EXERCISE SET =
(a) In the forum thread about wild swan plants, what color should healthy roots be?
(b) Please continue the forum thread about wild swan plants from its last sentence.

SELECTED EXCERPT =
+-------+
Start a new thread

81 to 83 of 83 replies

Hi guys, I got two batches of wild swans from two different nurseries. One batch is thriving but all the plants from the other batch suddenly withered and died. I contacted the nursery that discovered and distributed wild swan. The answer is a kind of phytophtora fungus that the plant is very sensitive to. It causes severe root rot. Unfortunately a couple of nurseries had plants infected with that specific fungus so it spread through the wild swan population. That explains the many mysterious sudden deaths. A lot of nurseries now have 'clean' plants for distribution. When buying wild swans lift them out of the container and check the roots. If the roots are brown, don't buy. Healthy roots should be white. Above ground check for withered leaves, leaves with a red coloration or curled edges. That is usually a sign for this type of fungus infection. If you have a healthy plant that is in well-drained soil that never completely dries out, the plant should be fine and thrive.

Morning Tom.  I have a couple of wild swans.  Different clones too produce different quality.
+-------+
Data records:

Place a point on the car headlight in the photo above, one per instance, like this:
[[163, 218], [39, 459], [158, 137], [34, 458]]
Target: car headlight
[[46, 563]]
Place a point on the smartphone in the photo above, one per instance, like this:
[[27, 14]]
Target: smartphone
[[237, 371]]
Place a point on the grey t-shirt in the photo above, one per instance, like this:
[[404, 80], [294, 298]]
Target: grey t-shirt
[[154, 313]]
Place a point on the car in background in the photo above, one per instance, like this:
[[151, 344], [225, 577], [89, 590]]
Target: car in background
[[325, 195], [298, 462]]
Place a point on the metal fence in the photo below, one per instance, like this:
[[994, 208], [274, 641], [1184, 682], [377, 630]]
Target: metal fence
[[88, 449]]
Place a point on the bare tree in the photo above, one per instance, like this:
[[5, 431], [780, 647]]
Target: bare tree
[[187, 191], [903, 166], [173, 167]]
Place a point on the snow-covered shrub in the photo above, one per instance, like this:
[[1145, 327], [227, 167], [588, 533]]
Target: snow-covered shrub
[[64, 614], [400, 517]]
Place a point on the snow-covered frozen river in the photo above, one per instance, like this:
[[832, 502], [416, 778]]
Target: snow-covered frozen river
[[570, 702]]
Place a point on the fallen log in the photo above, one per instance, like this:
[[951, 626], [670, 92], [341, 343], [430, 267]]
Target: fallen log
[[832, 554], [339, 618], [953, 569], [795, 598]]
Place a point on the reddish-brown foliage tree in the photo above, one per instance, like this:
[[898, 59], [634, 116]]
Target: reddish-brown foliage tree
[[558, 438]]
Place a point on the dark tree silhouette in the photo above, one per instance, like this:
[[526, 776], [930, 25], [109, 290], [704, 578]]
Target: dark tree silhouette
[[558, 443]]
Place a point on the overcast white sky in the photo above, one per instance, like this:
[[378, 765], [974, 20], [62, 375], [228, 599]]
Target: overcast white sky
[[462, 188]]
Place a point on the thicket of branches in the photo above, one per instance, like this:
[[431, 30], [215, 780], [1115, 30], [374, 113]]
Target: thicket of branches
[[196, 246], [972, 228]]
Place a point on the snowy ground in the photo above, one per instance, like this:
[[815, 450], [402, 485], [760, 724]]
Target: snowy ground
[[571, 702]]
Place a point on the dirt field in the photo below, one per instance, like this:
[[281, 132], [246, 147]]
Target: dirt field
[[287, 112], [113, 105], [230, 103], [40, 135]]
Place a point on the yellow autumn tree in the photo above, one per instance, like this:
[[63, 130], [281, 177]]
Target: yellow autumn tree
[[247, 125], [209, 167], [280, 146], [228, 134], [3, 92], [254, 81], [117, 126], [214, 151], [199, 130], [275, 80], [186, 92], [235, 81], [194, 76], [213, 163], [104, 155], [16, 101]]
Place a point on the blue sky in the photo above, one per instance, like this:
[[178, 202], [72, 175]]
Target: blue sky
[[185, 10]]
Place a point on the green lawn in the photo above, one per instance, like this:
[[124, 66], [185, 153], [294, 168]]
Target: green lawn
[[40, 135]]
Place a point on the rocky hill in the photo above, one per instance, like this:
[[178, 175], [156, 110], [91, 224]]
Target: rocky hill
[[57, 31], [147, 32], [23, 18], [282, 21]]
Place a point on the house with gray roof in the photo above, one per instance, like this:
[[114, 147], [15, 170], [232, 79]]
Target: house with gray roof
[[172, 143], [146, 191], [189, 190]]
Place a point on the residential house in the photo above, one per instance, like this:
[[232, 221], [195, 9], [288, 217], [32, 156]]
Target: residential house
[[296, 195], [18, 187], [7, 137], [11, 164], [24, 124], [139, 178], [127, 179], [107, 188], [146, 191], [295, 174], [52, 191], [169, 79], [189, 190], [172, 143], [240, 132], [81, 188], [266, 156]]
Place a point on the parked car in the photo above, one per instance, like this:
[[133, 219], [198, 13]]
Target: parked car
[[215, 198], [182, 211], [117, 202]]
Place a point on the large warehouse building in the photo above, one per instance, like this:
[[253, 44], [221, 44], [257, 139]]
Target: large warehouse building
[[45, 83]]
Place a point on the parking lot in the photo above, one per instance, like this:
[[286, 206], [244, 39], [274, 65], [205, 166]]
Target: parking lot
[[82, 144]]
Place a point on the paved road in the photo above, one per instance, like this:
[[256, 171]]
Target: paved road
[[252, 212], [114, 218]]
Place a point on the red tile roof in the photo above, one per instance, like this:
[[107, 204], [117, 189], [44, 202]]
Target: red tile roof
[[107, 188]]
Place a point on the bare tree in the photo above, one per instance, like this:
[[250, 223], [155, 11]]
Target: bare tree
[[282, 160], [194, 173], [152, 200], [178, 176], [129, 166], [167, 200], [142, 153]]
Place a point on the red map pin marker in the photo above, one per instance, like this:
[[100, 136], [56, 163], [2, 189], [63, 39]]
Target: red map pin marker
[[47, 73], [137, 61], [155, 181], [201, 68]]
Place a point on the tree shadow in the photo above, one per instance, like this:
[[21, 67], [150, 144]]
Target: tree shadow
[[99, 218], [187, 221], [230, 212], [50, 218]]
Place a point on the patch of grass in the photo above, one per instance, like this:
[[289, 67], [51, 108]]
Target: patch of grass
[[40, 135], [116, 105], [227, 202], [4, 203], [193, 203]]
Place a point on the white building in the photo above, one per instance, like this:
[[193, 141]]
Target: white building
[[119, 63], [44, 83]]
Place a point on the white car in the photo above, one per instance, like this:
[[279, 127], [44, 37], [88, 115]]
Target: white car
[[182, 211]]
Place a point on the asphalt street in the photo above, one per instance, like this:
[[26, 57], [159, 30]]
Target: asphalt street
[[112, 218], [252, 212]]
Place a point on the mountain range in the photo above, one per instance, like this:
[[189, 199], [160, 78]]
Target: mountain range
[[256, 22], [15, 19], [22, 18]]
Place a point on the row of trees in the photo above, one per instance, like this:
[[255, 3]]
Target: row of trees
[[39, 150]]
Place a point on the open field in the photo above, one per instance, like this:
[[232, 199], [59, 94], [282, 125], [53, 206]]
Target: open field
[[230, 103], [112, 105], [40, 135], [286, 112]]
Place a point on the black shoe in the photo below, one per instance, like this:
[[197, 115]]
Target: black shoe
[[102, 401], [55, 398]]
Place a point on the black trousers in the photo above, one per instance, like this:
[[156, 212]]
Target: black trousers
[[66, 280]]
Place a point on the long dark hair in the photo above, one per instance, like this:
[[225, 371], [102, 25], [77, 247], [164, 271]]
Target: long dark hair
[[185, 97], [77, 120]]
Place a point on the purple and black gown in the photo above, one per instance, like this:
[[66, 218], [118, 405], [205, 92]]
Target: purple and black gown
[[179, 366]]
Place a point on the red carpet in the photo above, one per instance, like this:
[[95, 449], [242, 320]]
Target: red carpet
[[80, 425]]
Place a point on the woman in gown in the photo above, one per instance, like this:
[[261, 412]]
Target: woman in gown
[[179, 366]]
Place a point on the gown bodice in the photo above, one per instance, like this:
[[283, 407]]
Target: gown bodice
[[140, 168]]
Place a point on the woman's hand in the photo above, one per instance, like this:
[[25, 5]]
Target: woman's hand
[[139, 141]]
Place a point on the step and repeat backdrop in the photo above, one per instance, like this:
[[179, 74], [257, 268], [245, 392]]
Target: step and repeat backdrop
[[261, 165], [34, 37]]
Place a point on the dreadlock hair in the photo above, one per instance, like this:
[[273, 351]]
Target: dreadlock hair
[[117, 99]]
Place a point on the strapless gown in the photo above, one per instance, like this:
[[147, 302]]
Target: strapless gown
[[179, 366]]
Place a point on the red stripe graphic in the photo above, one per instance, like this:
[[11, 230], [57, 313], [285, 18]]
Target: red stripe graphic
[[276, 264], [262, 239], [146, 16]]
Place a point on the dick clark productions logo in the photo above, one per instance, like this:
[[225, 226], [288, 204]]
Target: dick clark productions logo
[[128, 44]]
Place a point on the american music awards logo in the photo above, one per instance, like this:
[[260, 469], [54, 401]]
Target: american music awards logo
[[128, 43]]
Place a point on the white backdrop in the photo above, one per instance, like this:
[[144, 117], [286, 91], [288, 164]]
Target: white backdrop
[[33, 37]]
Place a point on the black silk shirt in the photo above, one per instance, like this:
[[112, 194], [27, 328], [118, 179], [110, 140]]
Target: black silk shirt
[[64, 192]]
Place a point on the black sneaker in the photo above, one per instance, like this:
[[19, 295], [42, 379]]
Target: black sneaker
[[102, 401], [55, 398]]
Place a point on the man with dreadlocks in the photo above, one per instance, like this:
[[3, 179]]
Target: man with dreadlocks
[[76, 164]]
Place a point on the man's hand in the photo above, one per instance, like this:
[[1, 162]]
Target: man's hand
+-------+
ANSWERS TO EACH TASK =
(a) Healthy roots should be white.

(b)
one plant is much larger than the other and been flowering since May.  Cut back now to produce a flush that will comtinue for several weeks.  The other plant has flowered well but also just cut back

neither plant has phytophthora both being healthy but I have heard many plants are infected.

my plants are prob 3 years old.  For me mulching and feeding, good soil and,,ideally, shade created by slightly taller plants are important.  

Hi Verdun, my healthy batch were plug plants that were literally just inserted in soil. A few produced a tiny bloom but I cut the flowers off so they could spend their time and energy developing leaves and roots. They are all still alive and seem to be producing new leaves and growing slowly but surely. Haven't got any new flower buds yet but I'd rather they properly establish themselves than produce flowers at this point. I have them in a well mulched border between newly planted trees. The trees are still very small so the wild swans are in full sun most of the day still. I expect the trees will start to produced some dappled shade in the years to come. I hope they can survive full sun (as advertised) as long as the soil doesn't dry out.